==== THE RECORDS

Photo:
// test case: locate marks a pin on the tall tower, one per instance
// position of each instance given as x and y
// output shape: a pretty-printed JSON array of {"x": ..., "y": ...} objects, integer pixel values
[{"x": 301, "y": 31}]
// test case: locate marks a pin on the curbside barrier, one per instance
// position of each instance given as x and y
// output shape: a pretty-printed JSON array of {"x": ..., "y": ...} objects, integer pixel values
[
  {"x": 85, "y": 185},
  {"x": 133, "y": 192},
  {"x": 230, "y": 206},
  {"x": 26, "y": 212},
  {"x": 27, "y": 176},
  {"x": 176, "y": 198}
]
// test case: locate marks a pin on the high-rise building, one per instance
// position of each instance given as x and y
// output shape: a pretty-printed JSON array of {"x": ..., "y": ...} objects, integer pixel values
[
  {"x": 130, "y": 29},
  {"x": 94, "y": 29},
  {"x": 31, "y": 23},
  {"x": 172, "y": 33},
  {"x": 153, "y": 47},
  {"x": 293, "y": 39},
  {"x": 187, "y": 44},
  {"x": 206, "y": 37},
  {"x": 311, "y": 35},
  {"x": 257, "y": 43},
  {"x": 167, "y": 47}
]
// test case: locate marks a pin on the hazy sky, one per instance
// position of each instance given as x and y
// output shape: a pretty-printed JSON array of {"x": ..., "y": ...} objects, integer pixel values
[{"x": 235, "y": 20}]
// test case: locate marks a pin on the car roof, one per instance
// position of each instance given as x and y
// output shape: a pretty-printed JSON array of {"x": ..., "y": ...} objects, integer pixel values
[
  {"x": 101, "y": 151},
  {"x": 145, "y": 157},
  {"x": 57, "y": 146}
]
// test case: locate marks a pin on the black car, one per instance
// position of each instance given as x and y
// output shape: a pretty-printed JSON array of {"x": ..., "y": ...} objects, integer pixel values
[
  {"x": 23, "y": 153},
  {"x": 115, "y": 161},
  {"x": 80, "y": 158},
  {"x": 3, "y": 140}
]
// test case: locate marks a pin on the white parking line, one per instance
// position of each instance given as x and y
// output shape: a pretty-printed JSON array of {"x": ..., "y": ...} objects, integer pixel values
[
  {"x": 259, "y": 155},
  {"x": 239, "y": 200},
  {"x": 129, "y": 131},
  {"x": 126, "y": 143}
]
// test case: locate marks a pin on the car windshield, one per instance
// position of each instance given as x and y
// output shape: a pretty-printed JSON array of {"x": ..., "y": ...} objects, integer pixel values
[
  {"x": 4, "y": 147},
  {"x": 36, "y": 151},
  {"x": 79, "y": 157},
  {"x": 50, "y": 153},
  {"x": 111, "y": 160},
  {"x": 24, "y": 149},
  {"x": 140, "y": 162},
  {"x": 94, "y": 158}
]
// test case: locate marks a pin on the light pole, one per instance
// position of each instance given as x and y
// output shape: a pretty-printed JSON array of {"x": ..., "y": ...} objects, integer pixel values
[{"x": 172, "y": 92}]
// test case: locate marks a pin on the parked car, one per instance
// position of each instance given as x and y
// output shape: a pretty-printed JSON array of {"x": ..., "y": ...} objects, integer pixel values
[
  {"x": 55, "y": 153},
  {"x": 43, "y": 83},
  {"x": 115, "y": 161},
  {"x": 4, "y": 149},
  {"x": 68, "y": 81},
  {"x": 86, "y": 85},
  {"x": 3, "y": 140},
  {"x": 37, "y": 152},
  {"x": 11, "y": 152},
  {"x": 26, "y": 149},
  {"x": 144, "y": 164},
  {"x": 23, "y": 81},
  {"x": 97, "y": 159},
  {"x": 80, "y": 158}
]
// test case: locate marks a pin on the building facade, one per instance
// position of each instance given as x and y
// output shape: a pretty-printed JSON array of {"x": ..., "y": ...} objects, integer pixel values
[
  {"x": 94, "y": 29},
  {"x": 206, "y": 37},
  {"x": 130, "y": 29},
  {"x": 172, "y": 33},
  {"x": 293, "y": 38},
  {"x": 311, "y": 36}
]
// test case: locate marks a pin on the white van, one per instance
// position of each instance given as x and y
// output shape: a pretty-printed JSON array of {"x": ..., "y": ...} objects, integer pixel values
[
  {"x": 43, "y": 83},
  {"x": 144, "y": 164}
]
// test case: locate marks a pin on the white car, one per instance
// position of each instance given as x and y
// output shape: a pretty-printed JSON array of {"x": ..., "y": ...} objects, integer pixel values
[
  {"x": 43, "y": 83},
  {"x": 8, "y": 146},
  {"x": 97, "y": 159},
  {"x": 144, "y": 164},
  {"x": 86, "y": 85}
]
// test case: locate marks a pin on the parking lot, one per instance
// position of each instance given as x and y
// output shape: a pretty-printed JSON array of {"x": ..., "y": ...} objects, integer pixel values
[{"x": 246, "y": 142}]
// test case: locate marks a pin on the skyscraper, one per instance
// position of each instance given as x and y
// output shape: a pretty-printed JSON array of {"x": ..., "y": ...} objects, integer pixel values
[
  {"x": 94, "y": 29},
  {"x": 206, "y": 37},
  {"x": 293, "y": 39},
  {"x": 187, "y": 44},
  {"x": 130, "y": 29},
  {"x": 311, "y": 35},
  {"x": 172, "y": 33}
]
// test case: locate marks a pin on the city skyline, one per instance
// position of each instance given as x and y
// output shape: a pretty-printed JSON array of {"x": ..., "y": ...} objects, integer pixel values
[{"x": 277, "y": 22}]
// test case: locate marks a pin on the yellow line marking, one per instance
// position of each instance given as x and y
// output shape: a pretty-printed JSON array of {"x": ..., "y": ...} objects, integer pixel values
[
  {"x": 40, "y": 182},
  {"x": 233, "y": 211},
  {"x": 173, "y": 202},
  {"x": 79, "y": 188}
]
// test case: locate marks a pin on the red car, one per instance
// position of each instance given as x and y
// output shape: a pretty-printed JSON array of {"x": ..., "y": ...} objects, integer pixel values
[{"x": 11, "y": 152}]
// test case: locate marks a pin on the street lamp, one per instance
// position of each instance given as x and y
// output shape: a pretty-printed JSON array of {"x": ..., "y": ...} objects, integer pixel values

========

◆ **EXERCISE TASK**
Copy word for word the rows from the line containing "lamp, one per instance" up to and including the final line of the rows.

◆ **RESULT OF THIS EXERCISE**
// test case: locate marks a pin on the street lamp, one per instance
// position of each instance given as x and y
// output shape: a pretty-printed JSON array of {"x": ..., "y": ...} objects, integer pixel values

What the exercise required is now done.